提示文:
┌──
「社会人で忙しいけど、絵の勉強をしたい」そんな人は多いですよね。
たしかに、絵が描ければイラストレーターになれるかもしれないですし、
自分の今あるスキルと組み合わることで新しい副業の道が開けるかもしれません。
ですが、絵の道はそこまで甘くない。
- 社会人から絵を始めるのってやっぱり無謀だろうか…
- 時間は限られているし、そんなに上達しないかも…
なんていう悩みや不安もあるのではないでしょうか。
でも安心してください。
社会人でも絵を勉強することは可能です。
社会人になってから絵の上達は可能な理由
社会人になってからでも、絵を勉強するのは可能。
その理由は、2つあります。
1つ目は、私は学校に行きつつ週6で働きながら絵を描き、
月1〜2作、漫画投稿しつづけて受賞&デビューをした経験があります。
そして2つ目は、
社会人だからこそ、
限られた時間内で
効率よく学ぶことができるからです。
ようは、子供の頃から絵を描いている人より、近道ができるからです。
「限られた時間で効率化?絵に近道なんてあるの?」
あります。
└──
必須課題 1: 提示文によると、筆者は漫画をどのくらいのペースで投稿し続けていましたか。
必須課題 2: 社会人の絵の勉強に関する提示文を、最後の「あります。」の後から書き継いでください。
データは提示文とは無関係です。

提供情報:
┌──
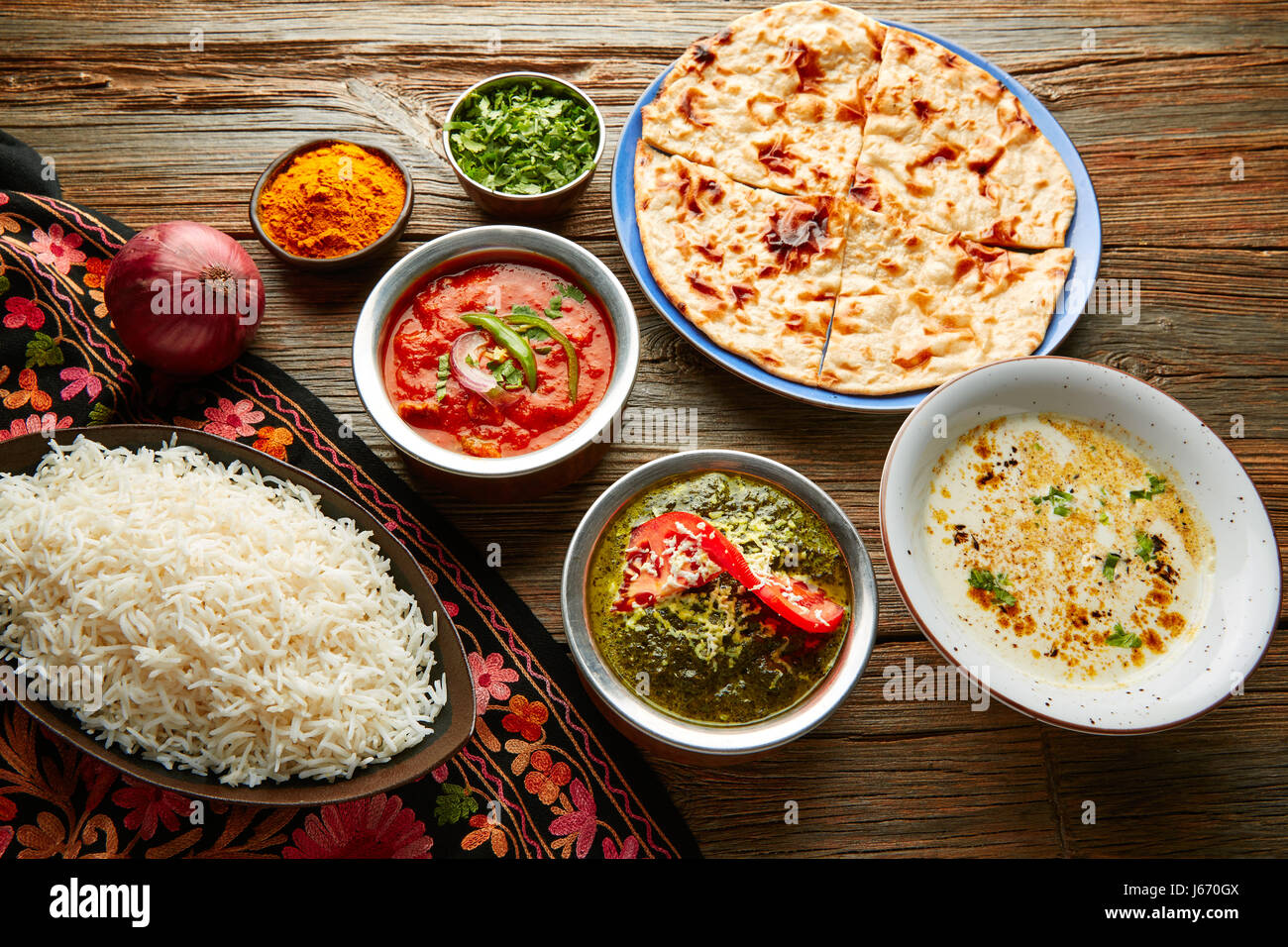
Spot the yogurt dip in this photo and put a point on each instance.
(1067, 552)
└──
演習解答 1: 月1〜2作のペースです。

演習解答 2:
量を描けば必ず上手くなるわけではない
絵をあまり描いたことがない人は、
絵は、量をたくさん描けば描くほど上手くなる
と思ってはいないでしょうか?
これは間違ってはいませんが、100%正しいというわけではありません。
少しでも絵を描いたことがある人ならわかるかと思いますが、
顔だけ描く人はいつまでたっても顔しか描けませんし、資料を見ないで描く人はいつも同じようにデッサンの狂いがあります。(自分も耳が痛いです)
反対に言えば、絵はコツを掴むことで、短期的に上達するということです。
小学生並みの画力だった
私は美大出身のためデッサンはやっていましたが、いわゆる漫画やアニメのようなイラストに関しては小学生並み(以下)に下手でした。
pixivなどにアップされている、デジタルソフトでのカラーイラストも描いたことありませんでした。
そうはいっても、
デッサンをやっているならある程度は描けるんじゃないの?
…と思われるかもしれませんが、
当時pixivに絵を描いてアップしたところ「いいね」は一桁。
しかし、学校に行きつつ週6で働きながら絵を描き、
月1〜2作、漫画投稿しつづけました。
受賞&デビューをした経験があります。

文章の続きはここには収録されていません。